Production of swine flu vaccine is several weeks behind schedule

? The federal government originally promised 120 million doses of swine flu vaccine by now. Only 13 million have come through.

As Americans clamor for the vaccine, production is running several weeks behind schedule. Health officials blame the pressure on pharmaceutical companies to crank it out along with the ordinary flu vaccine, and a slow and antiquated process that relies on millions of chicken eggs.

There have been other bottlenecks, too: Factories that put the liquid into syringes have become backed up. And the government ran into a delay in developing the tests to assess each batch before it is cleared for use.

What effect the delays will have on the outbreak is unclear, in part because scientists cannot say how dangerous the virus is, how easily it spreads, or whether it will mutate into a more lethal form.
^^^^^^^^
#### [Tasks]
1 – What causes of delay in swine flu vaccine production does the article on the vaccine shortfall name?
2 – Could you carry the swine flu vaccine article on for another paragraph or two, starting after its final sentence?
The collected data that comes next is separate material, unrelated to the swine flu vaccine article.

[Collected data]
^^^^^^^^
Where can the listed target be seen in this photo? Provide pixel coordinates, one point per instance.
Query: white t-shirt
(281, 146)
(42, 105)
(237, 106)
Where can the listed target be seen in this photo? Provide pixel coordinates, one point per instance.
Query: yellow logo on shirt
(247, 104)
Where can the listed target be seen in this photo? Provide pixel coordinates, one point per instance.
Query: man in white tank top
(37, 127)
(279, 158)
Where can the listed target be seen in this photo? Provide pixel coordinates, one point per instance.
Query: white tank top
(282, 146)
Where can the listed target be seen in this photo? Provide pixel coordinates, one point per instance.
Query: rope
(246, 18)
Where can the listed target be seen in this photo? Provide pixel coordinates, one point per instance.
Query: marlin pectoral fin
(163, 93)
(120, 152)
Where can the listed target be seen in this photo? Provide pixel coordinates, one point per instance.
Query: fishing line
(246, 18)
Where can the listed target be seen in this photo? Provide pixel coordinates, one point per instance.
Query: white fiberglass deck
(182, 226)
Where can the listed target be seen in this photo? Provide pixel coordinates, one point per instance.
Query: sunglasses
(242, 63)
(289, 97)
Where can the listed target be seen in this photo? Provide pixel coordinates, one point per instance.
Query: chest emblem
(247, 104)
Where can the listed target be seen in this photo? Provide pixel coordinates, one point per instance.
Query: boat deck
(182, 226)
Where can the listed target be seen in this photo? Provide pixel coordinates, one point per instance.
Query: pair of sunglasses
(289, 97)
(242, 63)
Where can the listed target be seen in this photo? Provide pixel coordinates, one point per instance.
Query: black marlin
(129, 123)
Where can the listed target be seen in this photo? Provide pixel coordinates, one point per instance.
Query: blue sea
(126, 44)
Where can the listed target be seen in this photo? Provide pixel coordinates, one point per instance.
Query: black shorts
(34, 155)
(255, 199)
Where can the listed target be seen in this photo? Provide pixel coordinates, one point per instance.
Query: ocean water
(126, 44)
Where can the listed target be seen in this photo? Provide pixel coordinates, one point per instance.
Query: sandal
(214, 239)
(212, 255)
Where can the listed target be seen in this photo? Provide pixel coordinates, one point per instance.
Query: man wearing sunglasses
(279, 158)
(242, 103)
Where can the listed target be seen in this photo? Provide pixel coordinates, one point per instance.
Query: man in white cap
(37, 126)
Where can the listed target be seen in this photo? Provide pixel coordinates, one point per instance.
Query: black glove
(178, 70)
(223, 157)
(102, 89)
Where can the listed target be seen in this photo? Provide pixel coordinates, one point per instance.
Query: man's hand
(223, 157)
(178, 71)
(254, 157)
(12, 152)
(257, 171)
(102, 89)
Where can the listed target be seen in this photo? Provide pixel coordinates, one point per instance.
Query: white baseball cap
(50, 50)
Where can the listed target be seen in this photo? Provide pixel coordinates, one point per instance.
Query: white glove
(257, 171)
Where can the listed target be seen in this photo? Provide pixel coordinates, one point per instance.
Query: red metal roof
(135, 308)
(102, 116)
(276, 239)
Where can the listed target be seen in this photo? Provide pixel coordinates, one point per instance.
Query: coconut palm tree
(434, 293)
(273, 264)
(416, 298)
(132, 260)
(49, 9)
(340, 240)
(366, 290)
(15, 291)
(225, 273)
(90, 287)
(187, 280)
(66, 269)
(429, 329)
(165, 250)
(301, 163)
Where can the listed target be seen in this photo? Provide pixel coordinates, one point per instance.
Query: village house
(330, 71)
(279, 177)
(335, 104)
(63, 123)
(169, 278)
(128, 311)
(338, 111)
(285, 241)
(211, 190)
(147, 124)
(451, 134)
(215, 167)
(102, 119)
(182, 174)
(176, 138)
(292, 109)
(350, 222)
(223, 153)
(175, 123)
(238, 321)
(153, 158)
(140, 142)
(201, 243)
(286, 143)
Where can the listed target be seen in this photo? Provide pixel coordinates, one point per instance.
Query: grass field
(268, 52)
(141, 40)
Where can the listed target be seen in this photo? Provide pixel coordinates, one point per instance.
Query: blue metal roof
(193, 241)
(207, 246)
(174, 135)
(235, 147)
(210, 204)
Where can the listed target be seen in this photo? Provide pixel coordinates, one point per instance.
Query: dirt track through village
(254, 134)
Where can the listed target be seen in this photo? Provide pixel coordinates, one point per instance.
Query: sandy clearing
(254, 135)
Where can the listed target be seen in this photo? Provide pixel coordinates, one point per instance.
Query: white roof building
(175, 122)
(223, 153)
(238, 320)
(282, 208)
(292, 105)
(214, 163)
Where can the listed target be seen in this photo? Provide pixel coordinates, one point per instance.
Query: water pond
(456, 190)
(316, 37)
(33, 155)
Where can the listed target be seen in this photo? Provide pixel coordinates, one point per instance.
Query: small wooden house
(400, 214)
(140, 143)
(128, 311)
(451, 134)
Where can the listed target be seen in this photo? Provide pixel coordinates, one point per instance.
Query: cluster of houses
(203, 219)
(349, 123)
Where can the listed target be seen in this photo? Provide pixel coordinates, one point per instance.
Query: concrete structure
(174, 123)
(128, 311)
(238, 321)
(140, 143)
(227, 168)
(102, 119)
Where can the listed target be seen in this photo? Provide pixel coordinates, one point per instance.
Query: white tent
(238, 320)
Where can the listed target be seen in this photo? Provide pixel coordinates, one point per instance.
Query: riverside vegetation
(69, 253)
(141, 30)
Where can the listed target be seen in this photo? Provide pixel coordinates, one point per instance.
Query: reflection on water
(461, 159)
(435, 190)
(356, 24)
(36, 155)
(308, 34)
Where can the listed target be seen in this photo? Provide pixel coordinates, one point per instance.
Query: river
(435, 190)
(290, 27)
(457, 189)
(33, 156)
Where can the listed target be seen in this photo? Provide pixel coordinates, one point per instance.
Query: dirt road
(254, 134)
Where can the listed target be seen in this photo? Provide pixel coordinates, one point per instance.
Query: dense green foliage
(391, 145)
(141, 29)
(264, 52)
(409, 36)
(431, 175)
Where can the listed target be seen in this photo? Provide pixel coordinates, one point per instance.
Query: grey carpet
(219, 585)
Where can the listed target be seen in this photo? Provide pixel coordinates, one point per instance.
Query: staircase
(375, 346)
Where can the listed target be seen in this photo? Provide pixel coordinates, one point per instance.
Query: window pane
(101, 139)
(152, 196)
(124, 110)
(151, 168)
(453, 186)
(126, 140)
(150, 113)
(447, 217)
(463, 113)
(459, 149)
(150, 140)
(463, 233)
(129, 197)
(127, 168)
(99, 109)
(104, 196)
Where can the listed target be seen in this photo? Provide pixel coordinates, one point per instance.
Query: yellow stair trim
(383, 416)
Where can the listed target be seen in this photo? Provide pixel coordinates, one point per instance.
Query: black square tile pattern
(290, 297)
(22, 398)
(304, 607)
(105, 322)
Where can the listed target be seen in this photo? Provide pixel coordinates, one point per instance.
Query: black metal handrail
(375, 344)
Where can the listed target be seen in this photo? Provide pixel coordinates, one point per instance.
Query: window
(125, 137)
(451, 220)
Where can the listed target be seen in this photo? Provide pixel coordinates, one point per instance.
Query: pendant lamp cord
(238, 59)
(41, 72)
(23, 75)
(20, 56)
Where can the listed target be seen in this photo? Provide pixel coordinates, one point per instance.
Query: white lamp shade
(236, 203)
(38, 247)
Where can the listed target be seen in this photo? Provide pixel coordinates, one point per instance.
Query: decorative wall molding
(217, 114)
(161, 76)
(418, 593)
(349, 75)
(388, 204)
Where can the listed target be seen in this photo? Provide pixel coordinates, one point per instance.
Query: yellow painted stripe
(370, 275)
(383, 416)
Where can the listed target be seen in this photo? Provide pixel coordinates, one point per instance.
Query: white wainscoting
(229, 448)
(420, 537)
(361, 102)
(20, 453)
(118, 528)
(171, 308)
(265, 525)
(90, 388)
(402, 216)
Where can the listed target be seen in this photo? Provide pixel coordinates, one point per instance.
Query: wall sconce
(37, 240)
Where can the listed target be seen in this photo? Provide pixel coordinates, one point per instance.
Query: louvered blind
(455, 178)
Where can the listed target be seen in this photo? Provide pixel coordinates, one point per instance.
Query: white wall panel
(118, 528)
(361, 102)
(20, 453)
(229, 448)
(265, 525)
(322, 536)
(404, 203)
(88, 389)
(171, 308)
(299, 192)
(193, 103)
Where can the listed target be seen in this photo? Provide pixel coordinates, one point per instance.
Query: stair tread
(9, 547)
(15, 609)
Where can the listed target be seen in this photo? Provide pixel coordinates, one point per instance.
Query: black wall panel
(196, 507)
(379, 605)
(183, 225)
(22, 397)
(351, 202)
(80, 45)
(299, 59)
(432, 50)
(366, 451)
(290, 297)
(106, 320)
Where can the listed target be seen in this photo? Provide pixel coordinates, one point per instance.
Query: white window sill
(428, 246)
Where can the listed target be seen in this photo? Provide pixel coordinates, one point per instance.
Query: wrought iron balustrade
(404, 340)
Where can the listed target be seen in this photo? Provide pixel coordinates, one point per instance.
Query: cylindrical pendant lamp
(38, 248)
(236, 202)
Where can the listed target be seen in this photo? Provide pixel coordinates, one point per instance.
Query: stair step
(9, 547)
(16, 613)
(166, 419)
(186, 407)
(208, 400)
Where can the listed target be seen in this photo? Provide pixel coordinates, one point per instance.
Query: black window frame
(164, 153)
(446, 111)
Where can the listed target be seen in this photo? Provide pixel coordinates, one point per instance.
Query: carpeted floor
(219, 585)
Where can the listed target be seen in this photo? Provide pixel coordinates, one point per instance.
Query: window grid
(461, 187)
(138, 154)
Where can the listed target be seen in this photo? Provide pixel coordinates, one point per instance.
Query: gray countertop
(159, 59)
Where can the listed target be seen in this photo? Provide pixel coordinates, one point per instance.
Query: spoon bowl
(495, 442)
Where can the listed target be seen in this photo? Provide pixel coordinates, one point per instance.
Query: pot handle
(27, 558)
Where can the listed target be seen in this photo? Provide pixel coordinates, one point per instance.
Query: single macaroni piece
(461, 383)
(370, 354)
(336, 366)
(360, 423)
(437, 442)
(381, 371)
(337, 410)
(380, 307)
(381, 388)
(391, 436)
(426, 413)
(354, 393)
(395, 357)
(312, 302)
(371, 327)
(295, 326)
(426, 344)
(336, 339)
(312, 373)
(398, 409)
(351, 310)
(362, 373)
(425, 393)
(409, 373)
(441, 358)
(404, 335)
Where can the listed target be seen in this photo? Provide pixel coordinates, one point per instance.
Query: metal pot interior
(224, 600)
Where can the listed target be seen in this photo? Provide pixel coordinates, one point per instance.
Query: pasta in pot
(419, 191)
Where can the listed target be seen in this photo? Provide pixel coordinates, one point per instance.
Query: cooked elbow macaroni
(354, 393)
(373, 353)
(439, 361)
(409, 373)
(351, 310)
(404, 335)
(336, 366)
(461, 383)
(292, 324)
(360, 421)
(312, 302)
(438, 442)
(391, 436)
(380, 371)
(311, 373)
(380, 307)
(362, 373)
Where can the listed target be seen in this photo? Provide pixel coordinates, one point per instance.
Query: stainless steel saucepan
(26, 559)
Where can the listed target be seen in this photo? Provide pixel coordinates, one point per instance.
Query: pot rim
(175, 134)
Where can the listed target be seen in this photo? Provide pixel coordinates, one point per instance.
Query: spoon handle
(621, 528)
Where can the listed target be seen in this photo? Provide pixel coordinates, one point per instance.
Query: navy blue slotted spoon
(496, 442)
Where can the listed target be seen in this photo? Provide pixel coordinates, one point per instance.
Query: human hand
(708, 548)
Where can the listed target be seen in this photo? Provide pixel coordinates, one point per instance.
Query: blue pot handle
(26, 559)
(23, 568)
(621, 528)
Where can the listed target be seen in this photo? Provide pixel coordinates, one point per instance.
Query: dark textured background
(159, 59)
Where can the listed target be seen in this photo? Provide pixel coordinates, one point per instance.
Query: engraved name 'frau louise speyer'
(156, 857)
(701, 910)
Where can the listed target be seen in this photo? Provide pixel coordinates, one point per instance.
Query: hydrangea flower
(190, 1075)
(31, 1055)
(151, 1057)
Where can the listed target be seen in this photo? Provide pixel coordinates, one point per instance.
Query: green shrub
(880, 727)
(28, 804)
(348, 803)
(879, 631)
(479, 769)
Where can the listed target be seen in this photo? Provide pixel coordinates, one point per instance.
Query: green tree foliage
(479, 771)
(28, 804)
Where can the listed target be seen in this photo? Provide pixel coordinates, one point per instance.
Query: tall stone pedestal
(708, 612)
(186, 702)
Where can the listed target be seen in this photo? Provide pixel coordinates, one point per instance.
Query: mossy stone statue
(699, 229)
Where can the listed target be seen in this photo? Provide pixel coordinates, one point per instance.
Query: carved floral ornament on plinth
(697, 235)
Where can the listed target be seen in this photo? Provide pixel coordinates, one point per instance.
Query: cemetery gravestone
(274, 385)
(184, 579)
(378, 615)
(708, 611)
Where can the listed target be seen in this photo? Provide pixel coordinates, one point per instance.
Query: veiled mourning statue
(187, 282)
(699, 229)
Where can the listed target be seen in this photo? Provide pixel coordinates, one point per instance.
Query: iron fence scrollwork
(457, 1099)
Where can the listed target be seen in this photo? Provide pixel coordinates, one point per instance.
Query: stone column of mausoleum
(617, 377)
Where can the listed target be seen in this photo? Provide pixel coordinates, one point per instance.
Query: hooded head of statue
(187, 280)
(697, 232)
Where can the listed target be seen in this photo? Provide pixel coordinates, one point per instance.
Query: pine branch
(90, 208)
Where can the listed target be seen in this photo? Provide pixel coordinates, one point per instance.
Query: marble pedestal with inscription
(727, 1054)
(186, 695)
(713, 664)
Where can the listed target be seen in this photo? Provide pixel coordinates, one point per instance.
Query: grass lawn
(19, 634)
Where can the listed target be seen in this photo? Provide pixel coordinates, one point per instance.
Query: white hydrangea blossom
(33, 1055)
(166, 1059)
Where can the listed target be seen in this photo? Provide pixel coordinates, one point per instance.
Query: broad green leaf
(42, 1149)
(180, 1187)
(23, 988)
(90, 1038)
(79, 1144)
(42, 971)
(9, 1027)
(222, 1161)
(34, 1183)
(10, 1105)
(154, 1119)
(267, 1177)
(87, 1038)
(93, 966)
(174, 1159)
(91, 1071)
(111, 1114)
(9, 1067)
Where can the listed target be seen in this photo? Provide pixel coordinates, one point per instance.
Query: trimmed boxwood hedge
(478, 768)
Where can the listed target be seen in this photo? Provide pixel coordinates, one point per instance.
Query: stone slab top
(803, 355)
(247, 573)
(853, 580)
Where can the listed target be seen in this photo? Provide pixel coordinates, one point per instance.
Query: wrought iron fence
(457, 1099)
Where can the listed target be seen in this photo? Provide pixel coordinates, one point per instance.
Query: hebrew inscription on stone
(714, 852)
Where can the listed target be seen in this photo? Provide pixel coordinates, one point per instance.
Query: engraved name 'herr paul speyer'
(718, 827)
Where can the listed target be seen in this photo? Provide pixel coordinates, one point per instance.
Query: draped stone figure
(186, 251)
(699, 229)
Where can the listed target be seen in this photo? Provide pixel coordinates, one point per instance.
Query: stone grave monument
^^^^^^^^
#### [Answer set]
1 –
- Pressure on pharmaceutical companies to produce it alongside the ordinary flu vaccine
- A slow and antiquated process that relies on millions of chicken eggs
- Backed-up factories that put the liquid into syringes
- A government delay in developing the tests that assess each batch before it is cleared for use

2 –
Since April, swine flu has killed more than 800 people in the U.S., including 86 children, 39 of them in the past month and a half, according to the Centers for Disease Control and Prevention. More than half of all people hospitalized since September were 24 and under.

Many states have had to postpone mass vaccinations. Clinics around the country that managed to obtain doses have been swamped.

The delays have led to renewed demands for a quicker, more reliable way of producing vaccines than the chicken-egg method, which is 50-year-old technology and involves injecting the virus into eggs and allowing it to feed on the nutrients in the egg white.